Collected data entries
--------

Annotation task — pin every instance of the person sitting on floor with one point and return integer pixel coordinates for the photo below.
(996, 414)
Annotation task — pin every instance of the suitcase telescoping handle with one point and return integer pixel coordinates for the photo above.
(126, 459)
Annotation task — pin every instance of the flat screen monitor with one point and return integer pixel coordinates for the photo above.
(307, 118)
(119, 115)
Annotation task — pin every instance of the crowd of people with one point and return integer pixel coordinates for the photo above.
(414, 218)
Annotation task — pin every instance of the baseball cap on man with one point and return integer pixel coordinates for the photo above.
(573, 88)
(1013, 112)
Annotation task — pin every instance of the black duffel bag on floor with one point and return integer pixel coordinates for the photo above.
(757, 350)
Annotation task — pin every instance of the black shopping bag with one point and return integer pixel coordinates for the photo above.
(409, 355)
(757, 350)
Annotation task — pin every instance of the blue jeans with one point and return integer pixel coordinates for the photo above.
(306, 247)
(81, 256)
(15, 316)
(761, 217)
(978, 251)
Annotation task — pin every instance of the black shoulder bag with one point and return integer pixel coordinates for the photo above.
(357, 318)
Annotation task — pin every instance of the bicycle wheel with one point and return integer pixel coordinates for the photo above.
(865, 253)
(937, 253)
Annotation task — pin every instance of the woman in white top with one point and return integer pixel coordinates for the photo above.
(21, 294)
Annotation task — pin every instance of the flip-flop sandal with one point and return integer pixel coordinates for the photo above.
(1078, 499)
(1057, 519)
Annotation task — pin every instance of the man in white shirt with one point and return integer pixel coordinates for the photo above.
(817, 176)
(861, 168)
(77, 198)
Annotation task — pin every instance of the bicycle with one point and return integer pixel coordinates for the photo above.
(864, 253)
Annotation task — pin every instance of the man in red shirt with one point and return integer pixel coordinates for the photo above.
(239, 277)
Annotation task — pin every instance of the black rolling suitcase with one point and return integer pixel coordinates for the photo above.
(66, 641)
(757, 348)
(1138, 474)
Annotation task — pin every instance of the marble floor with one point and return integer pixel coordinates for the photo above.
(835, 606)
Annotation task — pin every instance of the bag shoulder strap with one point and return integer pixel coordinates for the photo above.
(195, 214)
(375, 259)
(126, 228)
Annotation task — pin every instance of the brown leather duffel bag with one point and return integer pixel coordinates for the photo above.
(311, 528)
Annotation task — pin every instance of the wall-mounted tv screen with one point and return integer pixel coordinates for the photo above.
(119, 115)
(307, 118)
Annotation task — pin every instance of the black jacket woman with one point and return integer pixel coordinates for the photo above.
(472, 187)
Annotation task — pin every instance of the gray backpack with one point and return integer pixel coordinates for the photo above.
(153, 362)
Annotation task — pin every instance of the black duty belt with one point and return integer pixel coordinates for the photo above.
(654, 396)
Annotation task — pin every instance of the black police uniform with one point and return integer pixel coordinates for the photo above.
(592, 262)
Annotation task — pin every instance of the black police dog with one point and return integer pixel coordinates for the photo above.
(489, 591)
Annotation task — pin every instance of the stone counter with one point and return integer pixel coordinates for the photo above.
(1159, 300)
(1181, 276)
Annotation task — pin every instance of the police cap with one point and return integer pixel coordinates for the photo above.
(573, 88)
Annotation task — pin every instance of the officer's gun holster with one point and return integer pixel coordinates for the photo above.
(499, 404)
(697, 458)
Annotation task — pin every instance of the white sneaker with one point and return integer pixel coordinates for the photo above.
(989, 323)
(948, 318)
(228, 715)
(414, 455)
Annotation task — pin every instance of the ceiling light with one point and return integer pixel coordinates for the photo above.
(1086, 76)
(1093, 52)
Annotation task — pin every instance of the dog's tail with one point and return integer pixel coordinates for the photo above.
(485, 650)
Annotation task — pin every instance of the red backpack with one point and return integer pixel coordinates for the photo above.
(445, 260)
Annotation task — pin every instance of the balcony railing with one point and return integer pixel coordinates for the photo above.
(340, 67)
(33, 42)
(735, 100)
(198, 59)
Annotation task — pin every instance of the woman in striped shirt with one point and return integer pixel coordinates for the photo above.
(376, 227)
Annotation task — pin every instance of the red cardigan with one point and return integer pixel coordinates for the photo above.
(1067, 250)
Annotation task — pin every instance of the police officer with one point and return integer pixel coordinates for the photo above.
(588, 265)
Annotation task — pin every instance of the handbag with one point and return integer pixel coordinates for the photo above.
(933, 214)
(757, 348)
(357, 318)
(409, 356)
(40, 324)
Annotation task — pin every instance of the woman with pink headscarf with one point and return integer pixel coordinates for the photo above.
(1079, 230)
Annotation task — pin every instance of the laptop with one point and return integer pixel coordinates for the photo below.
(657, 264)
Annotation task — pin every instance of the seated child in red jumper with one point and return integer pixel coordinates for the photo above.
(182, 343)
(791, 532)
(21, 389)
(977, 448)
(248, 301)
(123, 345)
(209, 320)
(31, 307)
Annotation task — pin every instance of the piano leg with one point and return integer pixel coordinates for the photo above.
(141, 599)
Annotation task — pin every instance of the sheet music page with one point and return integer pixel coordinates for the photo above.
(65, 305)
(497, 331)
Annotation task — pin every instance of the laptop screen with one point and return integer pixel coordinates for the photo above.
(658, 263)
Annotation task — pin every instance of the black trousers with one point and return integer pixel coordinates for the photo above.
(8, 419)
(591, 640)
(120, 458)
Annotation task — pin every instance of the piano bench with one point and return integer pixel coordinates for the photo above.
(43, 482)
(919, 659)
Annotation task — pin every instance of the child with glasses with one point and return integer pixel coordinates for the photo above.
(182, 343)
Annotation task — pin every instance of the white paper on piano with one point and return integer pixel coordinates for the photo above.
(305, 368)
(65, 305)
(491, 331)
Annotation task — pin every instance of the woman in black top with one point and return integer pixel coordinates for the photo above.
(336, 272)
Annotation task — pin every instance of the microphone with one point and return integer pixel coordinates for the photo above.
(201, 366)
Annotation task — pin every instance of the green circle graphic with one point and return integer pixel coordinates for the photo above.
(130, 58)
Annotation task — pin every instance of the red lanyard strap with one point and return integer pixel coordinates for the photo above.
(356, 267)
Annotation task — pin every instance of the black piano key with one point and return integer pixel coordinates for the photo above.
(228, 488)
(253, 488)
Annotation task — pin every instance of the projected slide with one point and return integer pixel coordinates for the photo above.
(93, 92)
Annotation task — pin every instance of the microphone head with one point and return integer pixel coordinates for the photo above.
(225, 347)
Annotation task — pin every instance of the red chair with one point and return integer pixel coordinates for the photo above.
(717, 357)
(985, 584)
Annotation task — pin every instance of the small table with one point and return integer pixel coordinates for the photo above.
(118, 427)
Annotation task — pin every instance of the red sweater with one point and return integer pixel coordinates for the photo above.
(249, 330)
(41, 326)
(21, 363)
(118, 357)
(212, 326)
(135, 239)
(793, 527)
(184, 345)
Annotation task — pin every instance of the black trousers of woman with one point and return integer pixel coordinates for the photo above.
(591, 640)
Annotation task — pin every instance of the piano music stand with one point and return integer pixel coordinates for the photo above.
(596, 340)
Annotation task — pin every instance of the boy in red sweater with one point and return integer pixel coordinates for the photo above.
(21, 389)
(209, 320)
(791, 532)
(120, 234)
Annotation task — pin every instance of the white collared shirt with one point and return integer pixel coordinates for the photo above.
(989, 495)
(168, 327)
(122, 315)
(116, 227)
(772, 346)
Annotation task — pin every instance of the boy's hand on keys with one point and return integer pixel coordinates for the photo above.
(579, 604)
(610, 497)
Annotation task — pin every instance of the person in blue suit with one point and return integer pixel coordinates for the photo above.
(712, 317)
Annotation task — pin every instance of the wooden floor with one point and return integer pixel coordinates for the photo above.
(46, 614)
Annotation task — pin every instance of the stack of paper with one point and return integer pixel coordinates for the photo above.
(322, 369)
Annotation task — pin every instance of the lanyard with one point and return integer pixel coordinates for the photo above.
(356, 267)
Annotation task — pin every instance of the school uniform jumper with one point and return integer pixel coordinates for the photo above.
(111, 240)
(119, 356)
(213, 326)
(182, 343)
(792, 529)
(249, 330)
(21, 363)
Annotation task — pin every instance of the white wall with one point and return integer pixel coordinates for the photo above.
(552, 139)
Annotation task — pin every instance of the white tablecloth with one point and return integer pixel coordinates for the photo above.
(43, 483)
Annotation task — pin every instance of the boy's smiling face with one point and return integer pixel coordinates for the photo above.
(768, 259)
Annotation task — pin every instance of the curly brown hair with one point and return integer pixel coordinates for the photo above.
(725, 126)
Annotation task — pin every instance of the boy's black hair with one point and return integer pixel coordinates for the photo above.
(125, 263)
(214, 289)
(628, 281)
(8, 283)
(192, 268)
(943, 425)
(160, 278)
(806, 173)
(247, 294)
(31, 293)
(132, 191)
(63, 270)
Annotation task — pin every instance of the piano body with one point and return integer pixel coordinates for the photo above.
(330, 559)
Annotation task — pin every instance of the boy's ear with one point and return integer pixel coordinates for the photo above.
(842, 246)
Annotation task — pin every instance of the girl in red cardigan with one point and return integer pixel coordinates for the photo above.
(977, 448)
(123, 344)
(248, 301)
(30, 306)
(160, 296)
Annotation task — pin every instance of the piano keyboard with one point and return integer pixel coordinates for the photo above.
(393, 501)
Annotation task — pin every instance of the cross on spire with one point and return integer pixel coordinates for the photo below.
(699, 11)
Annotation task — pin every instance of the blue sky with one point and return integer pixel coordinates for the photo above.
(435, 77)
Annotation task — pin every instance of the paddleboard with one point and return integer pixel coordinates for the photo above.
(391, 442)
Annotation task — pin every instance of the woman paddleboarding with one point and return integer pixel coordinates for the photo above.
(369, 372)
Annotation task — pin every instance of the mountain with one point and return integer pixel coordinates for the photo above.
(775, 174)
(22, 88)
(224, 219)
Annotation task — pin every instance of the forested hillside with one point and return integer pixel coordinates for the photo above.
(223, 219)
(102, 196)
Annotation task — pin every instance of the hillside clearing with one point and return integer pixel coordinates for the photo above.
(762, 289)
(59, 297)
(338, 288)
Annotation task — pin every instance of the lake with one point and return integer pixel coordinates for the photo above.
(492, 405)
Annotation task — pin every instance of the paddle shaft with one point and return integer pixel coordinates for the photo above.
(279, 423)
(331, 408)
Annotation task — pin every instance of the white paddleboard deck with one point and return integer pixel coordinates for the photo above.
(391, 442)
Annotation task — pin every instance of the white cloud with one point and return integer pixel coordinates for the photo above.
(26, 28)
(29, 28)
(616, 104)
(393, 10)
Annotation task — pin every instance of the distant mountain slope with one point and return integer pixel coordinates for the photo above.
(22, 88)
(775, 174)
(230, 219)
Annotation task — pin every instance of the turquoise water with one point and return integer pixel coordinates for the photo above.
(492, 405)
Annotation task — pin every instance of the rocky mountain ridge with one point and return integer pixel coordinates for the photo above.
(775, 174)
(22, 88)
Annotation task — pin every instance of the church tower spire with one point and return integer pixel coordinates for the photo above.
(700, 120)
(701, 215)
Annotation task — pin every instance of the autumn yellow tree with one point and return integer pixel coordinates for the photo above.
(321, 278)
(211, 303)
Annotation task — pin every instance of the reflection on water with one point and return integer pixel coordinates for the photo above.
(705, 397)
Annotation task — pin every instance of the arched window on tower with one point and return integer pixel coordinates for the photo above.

--------

» GIVEN INSTRUCTION: Give back the lines above exactly, from the one with "Annotation task — pin every instance of the distant" through the last line.

» ANSWER TO THE PROBLEM:
Annotation task — pin every instance of the distant mountain slope with one point and return integer pixel coordinates for the photo above.
(22, 88)
(775, 174)
(230, 219)
Annotation task — pin every instance of the turquoise water with one point and return integer pixel coordinates for the photo above.
(492, 405)
Annotation task — pin every instance of the rocky mountain ridge with one point and return integer pixel coordinates for the photo above.
(775, 174)
(22, 88)
Annotation task — pin every instance of the church tower spire with one point and return integer pixel coordinates for the photo above.
(700, 120)
(701, 215)
Annotation task — pin every instance of the autumn yellow tree with one point and return integer pixel coordinates for the photo above.
(321, 278)
(211, 303)
Annotation task — pin every instance of the reflection on water with one point and return integer pixel coordinates for the photo above.
(705, 397)
Annotation task — pin every instance of the arched window on tower with one point and return integer pixel coordinates for the photo above.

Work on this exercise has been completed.